___ Provided passage

Friday, January 23, 2009

Stem cell therapy set for first human trial

Good morning friends. The US federal government will allow the world’s first test in people of a therapy derived from human embryonic stem cells. It has been said that political considerations had no role.
The clearance of the clinical trial — of a treatment for spinal cord injury — is to be announced on Friday by Geron, the biotechnology company that first applied to the Food and Drug Administration to conduct the trial last March. The FDA had first said no, asking for more data.
Stem cells derived from adults and fetuses are already being used in some clinical trials, but they generally have less versatility than embryonic stem cells in terms of what tissue types they can form. A little more than 10 years after the first human embryonic stem cells were isolated at the University of Wisconsin, in work financed by Geron.
Because the cells can turn into any type of cell in the body, they may one day be able to provide tissues to replace worn-out organs or nonfunctioning cells to treat diabetes, heart attacks and other diseases. The field is known as regenerative medicine.
The cells will be injected into the spinal cord at the injury site 7 to 14 days after the injury occurs, because there is evidence the therapy will not work for much older injuries.
The study is a so-called Phase I trial, aimed mainly at testing the safety of the therapy. There would still be years of testing and many hurdles to overcome before the treatment would become routinely available to patients.
Even as some researchers hailed the onset of clinical trials, others expressed trepidation that if the therapy proves unsafe — or even if it is safe but does not work — it could cause a backlash that would set the field back for years. “It would be a disaster, a nightmare, if we ran into these kinds of problems in this very first trial.”

______
___ Recorded information

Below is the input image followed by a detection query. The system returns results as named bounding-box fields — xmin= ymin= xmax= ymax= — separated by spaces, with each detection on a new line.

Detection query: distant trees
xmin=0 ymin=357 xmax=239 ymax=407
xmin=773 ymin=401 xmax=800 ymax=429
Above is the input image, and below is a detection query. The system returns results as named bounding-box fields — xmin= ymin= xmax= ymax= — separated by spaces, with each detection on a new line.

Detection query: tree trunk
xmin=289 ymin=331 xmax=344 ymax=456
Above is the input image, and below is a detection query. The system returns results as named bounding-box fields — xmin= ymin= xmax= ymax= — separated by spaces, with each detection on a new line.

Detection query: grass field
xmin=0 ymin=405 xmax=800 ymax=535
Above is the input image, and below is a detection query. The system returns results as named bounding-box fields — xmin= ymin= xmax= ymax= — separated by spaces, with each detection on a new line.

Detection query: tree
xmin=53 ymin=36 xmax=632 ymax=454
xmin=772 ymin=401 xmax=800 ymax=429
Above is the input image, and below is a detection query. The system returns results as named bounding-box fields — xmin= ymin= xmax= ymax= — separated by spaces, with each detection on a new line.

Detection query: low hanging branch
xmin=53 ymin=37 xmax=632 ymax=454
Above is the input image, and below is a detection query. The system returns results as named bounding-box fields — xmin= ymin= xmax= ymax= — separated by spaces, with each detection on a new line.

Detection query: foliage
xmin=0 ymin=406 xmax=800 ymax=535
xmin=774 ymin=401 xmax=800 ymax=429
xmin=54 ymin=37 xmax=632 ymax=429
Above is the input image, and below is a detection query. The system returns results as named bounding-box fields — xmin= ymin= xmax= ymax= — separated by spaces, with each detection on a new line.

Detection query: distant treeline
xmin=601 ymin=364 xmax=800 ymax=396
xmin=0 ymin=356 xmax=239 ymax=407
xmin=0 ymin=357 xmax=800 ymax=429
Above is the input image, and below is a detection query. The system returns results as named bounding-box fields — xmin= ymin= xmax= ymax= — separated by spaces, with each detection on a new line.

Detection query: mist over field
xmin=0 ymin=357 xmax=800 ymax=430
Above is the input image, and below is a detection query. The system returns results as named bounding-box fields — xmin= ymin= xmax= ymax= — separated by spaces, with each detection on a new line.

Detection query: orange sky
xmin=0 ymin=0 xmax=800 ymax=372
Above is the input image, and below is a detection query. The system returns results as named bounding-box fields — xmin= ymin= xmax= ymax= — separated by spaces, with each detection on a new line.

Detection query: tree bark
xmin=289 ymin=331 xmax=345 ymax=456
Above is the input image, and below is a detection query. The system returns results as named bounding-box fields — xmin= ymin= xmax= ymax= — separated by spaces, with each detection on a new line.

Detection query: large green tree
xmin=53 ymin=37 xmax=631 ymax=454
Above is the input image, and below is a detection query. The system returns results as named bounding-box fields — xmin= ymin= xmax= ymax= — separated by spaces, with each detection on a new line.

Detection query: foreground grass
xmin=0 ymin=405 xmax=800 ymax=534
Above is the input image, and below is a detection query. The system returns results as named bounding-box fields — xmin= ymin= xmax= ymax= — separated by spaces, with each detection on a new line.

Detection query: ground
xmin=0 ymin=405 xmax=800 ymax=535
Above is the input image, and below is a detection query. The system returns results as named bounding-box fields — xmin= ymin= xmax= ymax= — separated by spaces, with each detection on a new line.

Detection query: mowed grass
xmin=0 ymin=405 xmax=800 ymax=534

______

▶ What you need to do:
Copy the part of the stem cell article starting with "Good morning friends." and going on through "had no role.".

▶ Solution to this problem:
Good morning friends. The US federal government will allow the world’s first test in people of a therapy derived from human embryonic stem cells. It has been said that political considerations had no role.